Count how many lines in the rows below contain the string "tree", treating uppercase and lowercase as different, and reply with only that number.

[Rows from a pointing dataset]

[BEGIN]

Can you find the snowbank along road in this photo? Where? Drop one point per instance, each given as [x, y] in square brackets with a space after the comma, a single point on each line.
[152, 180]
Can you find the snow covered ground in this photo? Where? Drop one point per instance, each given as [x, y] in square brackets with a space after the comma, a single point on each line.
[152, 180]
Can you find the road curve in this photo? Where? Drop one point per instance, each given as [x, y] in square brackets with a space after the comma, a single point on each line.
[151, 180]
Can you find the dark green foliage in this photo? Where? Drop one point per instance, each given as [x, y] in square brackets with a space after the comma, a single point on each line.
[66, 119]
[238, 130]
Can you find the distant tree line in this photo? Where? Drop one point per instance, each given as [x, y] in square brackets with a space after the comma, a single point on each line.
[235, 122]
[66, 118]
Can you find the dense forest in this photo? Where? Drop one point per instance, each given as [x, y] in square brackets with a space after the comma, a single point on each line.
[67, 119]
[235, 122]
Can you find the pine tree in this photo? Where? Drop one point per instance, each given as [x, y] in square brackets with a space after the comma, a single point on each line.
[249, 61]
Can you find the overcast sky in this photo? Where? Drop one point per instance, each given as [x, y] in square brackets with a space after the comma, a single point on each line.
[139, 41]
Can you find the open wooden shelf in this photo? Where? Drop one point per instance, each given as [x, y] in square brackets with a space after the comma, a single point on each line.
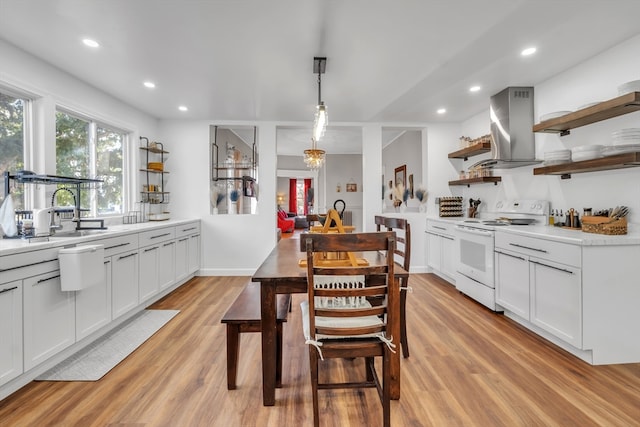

[END]

### WRITTEN ANSWER
2